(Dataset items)
(begin)

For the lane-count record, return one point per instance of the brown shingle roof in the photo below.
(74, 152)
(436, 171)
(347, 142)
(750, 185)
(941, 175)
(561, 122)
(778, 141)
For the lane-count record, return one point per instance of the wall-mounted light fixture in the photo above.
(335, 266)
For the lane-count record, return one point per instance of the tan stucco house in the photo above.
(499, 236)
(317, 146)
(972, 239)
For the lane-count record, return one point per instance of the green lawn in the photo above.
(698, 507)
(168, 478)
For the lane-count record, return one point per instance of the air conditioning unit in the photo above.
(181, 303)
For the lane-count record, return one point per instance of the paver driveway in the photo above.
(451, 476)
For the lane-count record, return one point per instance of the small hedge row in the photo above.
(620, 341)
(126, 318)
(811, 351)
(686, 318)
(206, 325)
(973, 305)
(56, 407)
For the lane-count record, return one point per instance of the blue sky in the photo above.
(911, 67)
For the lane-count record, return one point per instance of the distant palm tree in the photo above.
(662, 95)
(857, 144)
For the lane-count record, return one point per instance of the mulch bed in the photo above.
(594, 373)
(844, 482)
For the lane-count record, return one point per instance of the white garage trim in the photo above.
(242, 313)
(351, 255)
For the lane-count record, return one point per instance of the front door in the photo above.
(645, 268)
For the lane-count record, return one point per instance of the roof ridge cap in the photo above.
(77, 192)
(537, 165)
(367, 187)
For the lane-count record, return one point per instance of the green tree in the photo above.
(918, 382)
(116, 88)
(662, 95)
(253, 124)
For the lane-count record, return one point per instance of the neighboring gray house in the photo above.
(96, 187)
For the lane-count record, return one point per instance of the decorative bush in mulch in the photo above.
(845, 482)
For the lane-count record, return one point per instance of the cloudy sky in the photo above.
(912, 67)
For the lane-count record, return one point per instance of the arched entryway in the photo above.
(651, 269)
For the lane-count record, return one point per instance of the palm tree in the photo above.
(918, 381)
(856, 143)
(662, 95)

(end)

> WHAT TO WORK ON:
Please copy every row above, keeping each word and mark the same.

> EXERCISE OUTPUT:
For the lane-count record, return one point per instance of the brown shingle roof in the photo below.
(74, 152)
(436, 171)
(347, 142)
(750, 185)
(941, 175)
(561, 122)
(778, 141)
For the lane-count record, return one point per instance of the wall-mounted light fixture in the photo above.
(335, 266)
For the lane-count record, return one point per instance of the tan stucco house in the photo above.
(499, 236)
(317, 146)
(972, 239)
For the lane-count record, return one point per instance of the green lawn in the photo above.
(698, 507)
(168, 478)
For the lane-count record, return one point per instance of the air conditioning unit in the photo above.
(181, 303)
For the lane-count record, return one point per instance of the paver driveway in the photo above.
(451, 476)
For the lane-count record, return one point per instance of the small hedge row in the photo above.
(620, 341)
(126, 318)
(811, 351)
(686, 318)
(206, 325)
(973, 305)
(56, 407)
For the lane-count record, return one point per instance of the blue sky in the photo above.
(911, 67)
For the lane-count record, return one point per instance of the distant palm tree in the photo above.
(662, 95)
(857, 144)
For the lane-count record, return one point per instance of the mulch bed in the photo above.
(594, 373)
(844, 482)
For the lane-count record, return one point per instance of the white garage trim in the photo above.
(242, 313)
(351, 255)
For the lane-count record, return one point per instance of the front door in the photo above.
(645, 268)
For the lane-count record, return one point per instance of the roof ridge cap in the photo above.
(77, 192)
(537, 165)
(367, 187)
For the lane-count record, return one point per instance of the green tree in the photo above.
(918, 382)
(116, 88)
(662, 95)
(253, 124)
For the lane-count record, return one point per instance of the neighboring gray house in the photo above.
(96, 187)
For the lane-count record, return one point per instance of the decorative bush in mulch in the photo above.
(845, 482)
For the lane-count record, return one point per instance of the cloudy sky in the photo above.
(912, 67)
For the lane-count record, return one point per instance of the arched entryway in the photo above.
(651, 269)
For the lane-count record, return one point per instance of the palm tree in the photo above.
(918, 381)
(856, 143)
(662, 95)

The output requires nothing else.